(Coordinate annotation records)
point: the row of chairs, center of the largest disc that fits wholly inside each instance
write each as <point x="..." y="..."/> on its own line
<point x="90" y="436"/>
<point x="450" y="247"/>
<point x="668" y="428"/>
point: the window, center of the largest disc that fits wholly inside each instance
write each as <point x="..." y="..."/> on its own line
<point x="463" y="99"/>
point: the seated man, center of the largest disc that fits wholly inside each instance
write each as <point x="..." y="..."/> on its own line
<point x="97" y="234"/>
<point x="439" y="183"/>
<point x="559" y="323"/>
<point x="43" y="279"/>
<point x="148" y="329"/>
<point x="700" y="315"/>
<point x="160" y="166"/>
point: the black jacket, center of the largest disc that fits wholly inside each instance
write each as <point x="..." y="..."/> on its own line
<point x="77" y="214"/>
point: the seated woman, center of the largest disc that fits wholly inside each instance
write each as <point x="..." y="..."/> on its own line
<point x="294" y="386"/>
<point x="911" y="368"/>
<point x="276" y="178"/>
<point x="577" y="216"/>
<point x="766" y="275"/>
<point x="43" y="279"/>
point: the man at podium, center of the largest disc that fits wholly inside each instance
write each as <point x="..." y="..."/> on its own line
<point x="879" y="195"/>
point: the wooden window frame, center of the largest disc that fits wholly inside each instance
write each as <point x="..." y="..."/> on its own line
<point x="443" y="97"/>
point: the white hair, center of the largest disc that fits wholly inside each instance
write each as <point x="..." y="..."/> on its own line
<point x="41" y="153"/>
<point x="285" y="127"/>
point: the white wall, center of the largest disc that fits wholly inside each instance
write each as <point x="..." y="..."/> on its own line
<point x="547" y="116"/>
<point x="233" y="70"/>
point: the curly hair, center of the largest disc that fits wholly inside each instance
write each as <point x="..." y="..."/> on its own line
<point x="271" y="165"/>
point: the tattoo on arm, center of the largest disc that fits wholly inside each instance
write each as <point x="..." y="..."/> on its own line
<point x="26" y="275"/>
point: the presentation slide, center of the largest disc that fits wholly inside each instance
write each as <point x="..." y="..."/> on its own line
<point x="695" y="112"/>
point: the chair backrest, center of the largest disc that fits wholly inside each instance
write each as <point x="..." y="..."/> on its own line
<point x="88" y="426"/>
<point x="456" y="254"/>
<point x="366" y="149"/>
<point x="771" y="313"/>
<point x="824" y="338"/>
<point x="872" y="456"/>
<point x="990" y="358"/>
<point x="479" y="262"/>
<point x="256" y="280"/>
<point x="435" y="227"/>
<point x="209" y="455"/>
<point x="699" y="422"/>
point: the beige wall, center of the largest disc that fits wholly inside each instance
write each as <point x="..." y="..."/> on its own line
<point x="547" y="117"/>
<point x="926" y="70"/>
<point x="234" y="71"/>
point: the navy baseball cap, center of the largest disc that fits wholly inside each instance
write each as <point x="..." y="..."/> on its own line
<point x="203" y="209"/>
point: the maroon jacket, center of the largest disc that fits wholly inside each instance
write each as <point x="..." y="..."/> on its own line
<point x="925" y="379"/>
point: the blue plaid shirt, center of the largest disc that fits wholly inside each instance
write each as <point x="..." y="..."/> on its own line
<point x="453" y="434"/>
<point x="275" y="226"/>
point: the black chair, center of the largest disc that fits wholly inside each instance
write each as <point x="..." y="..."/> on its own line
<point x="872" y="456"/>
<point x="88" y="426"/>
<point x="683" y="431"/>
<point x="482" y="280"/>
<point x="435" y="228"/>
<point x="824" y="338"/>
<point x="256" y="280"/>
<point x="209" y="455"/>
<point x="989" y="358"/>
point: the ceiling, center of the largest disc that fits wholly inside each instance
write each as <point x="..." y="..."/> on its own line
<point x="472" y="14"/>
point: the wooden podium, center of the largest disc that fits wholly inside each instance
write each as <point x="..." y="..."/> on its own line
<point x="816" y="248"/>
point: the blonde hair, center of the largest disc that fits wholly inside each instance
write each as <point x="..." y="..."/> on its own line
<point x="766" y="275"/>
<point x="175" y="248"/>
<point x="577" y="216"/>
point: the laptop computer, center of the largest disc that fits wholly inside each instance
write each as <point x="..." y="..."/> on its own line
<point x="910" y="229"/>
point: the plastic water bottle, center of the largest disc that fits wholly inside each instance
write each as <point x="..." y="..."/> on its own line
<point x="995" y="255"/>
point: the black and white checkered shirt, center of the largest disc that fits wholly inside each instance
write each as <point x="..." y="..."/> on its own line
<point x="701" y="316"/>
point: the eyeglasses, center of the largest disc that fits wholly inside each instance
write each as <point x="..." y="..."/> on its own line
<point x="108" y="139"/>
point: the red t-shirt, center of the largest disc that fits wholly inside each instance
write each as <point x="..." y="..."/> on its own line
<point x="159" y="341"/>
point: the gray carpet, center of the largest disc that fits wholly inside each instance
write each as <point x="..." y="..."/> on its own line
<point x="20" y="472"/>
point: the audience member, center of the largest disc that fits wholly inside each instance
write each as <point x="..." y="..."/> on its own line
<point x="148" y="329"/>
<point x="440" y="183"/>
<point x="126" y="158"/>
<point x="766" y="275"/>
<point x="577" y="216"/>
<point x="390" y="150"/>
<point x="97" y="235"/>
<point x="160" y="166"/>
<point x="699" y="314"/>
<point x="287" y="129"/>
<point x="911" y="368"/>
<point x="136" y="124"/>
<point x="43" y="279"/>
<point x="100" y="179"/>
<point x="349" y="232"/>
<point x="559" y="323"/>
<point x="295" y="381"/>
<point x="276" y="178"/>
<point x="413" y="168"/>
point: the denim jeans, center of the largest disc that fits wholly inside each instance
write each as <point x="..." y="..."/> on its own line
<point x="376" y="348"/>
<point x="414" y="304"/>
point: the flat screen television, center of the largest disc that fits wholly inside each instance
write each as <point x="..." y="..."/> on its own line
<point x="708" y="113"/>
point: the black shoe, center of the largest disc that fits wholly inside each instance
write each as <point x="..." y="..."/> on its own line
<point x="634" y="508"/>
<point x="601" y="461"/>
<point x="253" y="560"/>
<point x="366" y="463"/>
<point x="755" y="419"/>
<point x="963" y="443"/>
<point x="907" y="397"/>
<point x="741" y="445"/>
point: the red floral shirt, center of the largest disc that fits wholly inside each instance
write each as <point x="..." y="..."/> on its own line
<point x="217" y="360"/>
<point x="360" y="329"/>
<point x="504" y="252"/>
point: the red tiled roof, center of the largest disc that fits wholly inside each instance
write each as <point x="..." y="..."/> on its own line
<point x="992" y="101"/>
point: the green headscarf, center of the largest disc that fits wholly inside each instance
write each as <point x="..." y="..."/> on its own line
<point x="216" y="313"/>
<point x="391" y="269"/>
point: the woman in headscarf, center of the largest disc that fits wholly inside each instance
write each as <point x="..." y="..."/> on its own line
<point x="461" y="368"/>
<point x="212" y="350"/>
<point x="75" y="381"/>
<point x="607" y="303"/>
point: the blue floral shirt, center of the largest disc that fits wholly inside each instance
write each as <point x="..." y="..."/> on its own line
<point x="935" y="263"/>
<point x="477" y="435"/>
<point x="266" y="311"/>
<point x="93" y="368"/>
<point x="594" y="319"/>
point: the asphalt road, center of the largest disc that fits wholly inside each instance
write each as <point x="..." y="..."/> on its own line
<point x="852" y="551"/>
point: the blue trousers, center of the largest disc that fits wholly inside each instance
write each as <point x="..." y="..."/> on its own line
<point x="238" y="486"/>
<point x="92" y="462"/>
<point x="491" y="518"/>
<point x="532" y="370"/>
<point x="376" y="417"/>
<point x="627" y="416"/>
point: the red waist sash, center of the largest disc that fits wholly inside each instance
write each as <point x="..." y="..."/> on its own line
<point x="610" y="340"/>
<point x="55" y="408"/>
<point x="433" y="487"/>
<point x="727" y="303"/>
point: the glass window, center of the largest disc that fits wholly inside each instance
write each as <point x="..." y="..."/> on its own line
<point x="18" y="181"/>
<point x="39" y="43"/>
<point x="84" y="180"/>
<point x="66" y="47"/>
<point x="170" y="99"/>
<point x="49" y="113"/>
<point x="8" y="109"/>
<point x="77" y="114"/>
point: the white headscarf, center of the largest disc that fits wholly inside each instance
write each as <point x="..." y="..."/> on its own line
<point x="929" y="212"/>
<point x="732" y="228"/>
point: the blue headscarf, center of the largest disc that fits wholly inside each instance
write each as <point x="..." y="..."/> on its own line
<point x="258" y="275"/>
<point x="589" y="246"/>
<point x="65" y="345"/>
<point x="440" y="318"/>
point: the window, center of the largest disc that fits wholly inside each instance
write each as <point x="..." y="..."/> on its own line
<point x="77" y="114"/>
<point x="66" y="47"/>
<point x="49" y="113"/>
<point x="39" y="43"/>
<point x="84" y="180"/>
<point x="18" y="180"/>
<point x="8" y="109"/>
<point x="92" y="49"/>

WHAT IS ASKED
Copy the stretch from the line containing "point: the glass" through the end of the records, substituting "head covering" for each occurrence of "headscarf" and leaving everything else unchanged.

TASK SOLUTION
point: the glass window, center of the largest disc that fits wholly inside each instance
write each as <point x="..." y="..."/> on its own line
<point x="18" y="181"/>
<point x="39" y="43"/>
<point x="84" y="180"/>
<point x="66" y="47"/>
<point x="170" y="99"/>
<point x="49" y="113"/>
<point x="8" y="109"/>
<point x="77" y="114"/>
point: the white head covering, center of the largest disc that fits wholly inside each instance
write each as <point x="..." y="..."/> on its own line
<point x="929" y="212"/>
<point x="732" y="228"/>
point: the blue head covering, center of the largest disc that fits wholly inside each instance
write each as <point x="..." y="..."/> on its own line
<point x="258" y="275"/>
<point x="589" y="246"/>
<point x="65" y="345"/>
<point x="440" y="318"/>
point: the window, center of the largest disc that fits wholly inside each instance
write each as <point x="..." y="..."/> on its own line
<point x="77" y="114"/>
<point x="66" y="47"/>
<point x="49" y="113"/>
<point x="39" y="43"/>
<point x="84" y="180"/>
<point x="18" y="180"/>
<point x="8" y="109"/>
<point x="92" y="49"/>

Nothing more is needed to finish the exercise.